### QUOTED PASSAGE

○ ○ ○ ○ ○

NY Times review: Yeah, Joe McGinniss is a sleaze

Yesterday The National Enquirer and the blog equivalents (Wonkette, Gawker, TBogg) ran two hot button headlines about Sarah Palin based on a preview of a book written by creepy stalker Joe McGinniss.  You know the allegations, so it’s not worth repeating (see Robert Stacy McCain’s take on the race-baiting).

See also a report at Say Anything about McGinniss’s sleazy tactics used to try to falsely paint Palin’s father as a defender of pedophiles based on an incident that took place decades ago.

So when I saw on Memeorandum that The NY Times had written a review, I thought, oh boy, here we go.  But the review totally skewers McGinniss, and reveals him to be the creepy stalker we all thought he was:

Mr. McGinnis, who has been writing best sellers since “The Selling of the President” in 1969, starts this book by affecting a gee-whiz attitude about his amazing new digs. (“Forty years in the business and I’ve never had a piece of luck like this.”) But he doesn’t get far with that attitude. Ten pages into “The Rogue” he has already blown his cover, printing a map to the Palins’ isolated house. He describes having gone to the Palin door with a signed copy of his book about Alaska, “Going to Extremes,” and exploiting this encounter to engage the family’s older son, Track, in conversation. But had Mr. McGinniss been a good neighbor, he would have delivered that book without showing up unannounced.

○ ○ ○ ○ ○

### DATASET
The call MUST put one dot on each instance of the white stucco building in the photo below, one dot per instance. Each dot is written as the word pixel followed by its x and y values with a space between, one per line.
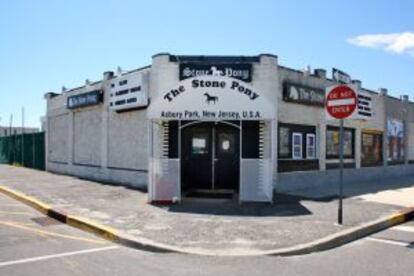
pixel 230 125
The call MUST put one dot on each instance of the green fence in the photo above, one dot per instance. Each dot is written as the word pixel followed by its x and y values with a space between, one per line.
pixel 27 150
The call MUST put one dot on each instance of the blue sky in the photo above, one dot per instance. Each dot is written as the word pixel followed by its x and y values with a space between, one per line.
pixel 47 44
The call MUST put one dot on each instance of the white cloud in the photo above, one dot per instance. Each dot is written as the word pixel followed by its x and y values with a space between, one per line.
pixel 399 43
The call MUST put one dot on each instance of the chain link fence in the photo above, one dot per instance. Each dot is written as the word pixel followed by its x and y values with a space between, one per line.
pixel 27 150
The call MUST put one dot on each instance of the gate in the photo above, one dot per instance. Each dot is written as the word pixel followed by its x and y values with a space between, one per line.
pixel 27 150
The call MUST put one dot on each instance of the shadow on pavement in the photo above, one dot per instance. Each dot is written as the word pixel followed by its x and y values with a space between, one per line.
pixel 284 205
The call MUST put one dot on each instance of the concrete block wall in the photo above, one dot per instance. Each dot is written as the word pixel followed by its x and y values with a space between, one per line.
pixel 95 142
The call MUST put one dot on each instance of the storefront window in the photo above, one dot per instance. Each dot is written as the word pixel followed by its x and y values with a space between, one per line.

○ ○ ○ ○ ○

### SET OF TASKS
[A] In the blog post about the McGinniss review, turn the paragraph that begins "Yesterday The National Enquirer" into a bulleted list that keeps its main facts.
[B] Format the stretch of the records from their start through the line containing "pixel 230 125" as a numbered list, leaving out the picture.

### SET OF ANSWERS
[A]
- Yesterday, The National Enquirer and blogs such as Wonkette, Gawker, and TBogg ran two hot-button headlines about Sarah Palin.
- The headlines were based on a preview of a book by Joe McGinniss, whom the writer calls a creepy stalker.
- The writer does not repeat the allegations, since readers already know them.
- Readers are pointed to Robert Stacy McCain's take on the race-baiting.

[B]
1. The call MUST put one dot on each instance of the white stucco building in the photo below, one dot per instance. Each dot is written as the word pixel followed by its x and y values with a space between, one per line.
2. pixel 230 125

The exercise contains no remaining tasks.